» EXERCISE INSTRUCTIONS: Pull out every line of the entries below that contains the string "white", treating uppercase and lowercase letters as different.

» TASK DATA:
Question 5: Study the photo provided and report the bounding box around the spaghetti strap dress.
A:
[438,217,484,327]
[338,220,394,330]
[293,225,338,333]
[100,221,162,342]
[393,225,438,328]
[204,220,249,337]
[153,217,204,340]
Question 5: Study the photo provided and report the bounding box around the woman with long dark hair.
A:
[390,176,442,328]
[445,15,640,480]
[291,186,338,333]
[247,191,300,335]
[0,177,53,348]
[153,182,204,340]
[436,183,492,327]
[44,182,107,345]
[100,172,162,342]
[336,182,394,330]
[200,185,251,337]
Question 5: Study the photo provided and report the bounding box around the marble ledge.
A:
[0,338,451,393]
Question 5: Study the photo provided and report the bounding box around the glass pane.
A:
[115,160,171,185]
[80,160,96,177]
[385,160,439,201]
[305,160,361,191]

--

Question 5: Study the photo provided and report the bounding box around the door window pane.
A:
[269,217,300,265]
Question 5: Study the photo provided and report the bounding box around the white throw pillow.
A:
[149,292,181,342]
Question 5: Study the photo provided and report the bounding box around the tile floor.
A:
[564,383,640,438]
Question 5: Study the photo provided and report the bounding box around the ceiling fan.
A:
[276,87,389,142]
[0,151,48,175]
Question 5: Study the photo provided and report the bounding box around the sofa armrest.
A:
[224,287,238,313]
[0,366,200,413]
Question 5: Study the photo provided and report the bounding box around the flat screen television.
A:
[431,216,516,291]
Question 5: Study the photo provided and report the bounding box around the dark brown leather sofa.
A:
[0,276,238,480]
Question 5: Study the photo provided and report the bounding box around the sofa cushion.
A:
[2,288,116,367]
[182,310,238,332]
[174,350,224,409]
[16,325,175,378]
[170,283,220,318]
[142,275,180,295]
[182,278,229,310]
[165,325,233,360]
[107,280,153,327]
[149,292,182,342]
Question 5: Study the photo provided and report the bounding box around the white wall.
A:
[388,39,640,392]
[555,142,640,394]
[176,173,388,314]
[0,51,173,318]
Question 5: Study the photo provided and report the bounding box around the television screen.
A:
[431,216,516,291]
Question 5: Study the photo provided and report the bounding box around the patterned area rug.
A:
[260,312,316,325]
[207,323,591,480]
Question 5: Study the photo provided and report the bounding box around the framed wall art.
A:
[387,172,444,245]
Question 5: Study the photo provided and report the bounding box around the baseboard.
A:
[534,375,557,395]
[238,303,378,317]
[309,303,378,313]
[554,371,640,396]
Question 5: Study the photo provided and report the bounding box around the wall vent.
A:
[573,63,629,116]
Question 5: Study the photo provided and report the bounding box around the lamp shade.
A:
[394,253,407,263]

» ANSWER FOR THE TASK:
Question 5: Study the photo provided and report the bounding box around the white throw pillow.
Question 5: Study the photo provided and report the bounding box around the white wall.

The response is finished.